» **Problems and tasks**
**a.** In the Bazel build text, which single backend target was originally chosen in the bazel/setup_llvm.bzl file?
**b.** Reproduce the stretch of the Bazel build text from "Google’s Recent FHE" through "video is 720p.".

» **Document text**
Then, finally, it builds.

At this point you could build ALL of the LLVM/MLIR project by running bazel build @llvm-project//mlir/…:all. However, while you will need to do something similar to this eventually, and doing it now (while you read) is a good way to eagerly populate the build cache, it will take 30 minutes to an hour, make your computer go brrr, and use a few gigabytes of disk space for the cached build artifacts. (After working one three projects that each depend on LLVM and/or MLIR, my bazel cache is currently sitting at 23 GiB).

But! If you try there’s still one more error:

$ bazel build @llvm-project//mlir/...:all
ERROR: /home/j2kun/.cache/bazel/_bazel_j2kun/fc8ffaa09c93321753c7c87483153cea/external/llvm-project/mlir/test/BUILD.bazel:591:11: 
no such target '@llvm-project//llvm:NVPTXCodeGen': 
target 'NVPTXCodeGen' not declared in package 'llvm' defined by
(Tip: use `query "@llvm-project//llvm:*"` to see all the targets in that package) and referenced by '@llvm-project//mlir/test:TestGPU'

This is another little bug in the Bazel overlays that I hope will go away soon. It took me a while to figure this one out when I first encountered it, but here’s what’s happening. In the bazel/setup_llvm.bzl file that chooses which backend targets to compile, we chose only X86. The bazel overlay files are supposed to treat all backends as optional, and only define targets when the chosen backend dependencies are present. This is how you can avoid compiling a bunch of code for doing GPU optimization when you don’t want to target GPUs.

But, in this case the NVPTX backend (a GPU backend) is defined whether or not you include it as a target. So the simple option is to just include it as a target and take the hit on the cold-start build time. This commit fixes it.

Now you can build all of LLVM, and in particular you can build the main MLIR binary mlir-opt.

$ bazel run @llvm-project//mlir:mlir-opt -- --help
OVERVIEW: MLIR modular optimizer driver

Available Dialects: acc, affine, amdgpu, amx, arith, arm_neon, arm_sve, async, bufferization, builtin, cf,
complex, dlti, emitc, func, gpu, index, irdl, linalg, llvm, math, memref, ml_program, nvgpu, nvvm, omp, pdl, 
pdl_interp, quant, rocdl, scf, shape, sparse_tensor, spirv, tensor, test, test_dyn, tosa, transform, vector, 
USAGE: mlir-opt [options] <input file>


mlir-opt is the main entry point for running optimization passes and lowering code from one MLIR dialect to another. Next time, we’ll explore what some of the simpler dialects look like, run some pre-defined lowerings, and learn about how the end-to-end testing framework works.

Thanks to Patrick Schmidt for feedback on a draft of this article.

Google’s Recent FHE work, and starting HEIR

Today my team at Google published an article on Google’s Developers Blog with some updates on what we’ve been doing with fully homomorphic encryption (FHE). There’s fun stuff in there, including work on video processing FHE, compiling ML models to FHE, an FHE implementation for TPUs, and improvements to the compiler I wrote about earlier this year.

A simple object movement tracking algorithm in FHE, tracking a runaway lawn mower from a Nest camera. The video is 720p.

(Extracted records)
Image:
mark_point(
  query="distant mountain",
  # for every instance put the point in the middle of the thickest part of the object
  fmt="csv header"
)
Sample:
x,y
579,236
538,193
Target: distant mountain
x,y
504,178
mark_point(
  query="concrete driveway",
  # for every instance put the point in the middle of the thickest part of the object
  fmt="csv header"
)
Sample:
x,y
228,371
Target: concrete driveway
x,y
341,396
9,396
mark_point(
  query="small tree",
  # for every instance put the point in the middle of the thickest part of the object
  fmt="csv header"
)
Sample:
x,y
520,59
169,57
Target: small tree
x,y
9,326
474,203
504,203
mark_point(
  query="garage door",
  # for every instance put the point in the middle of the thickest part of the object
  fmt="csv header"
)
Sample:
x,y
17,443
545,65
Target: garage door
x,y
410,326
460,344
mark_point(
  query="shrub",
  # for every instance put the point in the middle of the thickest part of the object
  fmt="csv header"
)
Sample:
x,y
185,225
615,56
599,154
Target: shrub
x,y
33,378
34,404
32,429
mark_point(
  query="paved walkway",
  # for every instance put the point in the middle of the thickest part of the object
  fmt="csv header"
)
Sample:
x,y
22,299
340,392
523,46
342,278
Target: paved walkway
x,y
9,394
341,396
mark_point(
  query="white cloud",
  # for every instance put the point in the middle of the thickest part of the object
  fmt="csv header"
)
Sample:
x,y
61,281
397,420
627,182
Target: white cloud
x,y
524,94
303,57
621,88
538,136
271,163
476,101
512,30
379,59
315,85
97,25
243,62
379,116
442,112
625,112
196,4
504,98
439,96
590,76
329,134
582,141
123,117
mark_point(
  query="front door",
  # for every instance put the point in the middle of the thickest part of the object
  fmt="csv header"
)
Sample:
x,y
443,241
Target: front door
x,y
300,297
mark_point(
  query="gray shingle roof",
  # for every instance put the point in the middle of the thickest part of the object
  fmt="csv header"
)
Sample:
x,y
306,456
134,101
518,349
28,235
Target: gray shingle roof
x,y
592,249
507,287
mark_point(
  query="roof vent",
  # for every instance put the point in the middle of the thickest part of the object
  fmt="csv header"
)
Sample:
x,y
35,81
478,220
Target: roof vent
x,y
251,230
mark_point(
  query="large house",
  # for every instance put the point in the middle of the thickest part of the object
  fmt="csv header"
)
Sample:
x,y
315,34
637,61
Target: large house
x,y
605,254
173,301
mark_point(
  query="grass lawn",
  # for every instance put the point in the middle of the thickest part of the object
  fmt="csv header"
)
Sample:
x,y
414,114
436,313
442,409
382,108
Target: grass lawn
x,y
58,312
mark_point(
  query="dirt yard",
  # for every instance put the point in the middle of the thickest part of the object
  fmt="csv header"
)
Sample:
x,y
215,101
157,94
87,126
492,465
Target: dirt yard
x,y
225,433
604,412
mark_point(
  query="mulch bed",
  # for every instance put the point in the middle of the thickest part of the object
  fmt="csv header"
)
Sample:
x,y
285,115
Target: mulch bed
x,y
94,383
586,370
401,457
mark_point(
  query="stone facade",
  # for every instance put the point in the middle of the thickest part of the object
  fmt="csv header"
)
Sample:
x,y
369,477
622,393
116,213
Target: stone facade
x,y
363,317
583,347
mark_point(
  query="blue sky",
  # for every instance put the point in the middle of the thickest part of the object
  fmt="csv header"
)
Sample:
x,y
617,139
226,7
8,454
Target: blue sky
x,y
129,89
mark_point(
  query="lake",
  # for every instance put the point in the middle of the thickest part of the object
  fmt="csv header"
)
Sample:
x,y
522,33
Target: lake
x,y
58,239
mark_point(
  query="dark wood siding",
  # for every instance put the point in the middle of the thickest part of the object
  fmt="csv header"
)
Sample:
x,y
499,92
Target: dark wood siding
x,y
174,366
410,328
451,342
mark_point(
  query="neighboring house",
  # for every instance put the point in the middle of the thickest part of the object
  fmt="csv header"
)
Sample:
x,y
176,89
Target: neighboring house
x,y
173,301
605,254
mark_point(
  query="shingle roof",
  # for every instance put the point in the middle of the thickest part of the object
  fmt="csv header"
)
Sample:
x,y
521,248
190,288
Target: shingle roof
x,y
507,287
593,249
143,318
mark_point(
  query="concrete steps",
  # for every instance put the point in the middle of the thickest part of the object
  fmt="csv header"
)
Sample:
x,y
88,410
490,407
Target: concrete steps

» **Task solutions**
**a.** X86

**b.**
Google’s Recent FHE work, and starting HEIR

Today my team at Google published an article on Google’s Developers Blog with some updates on what we’ve been doing with fully homomorphic encryption (FHE). There’s fun stuff in there, including work on video processing FHE, compiling ML models to FHE, an FHE implementation for TPUs, and improvements to the compiler I wrote about earlier this year.

A simple object movement tracking algorithm in FHE, tracking a runaway lawn mower from a Nest camera. The video is 720p.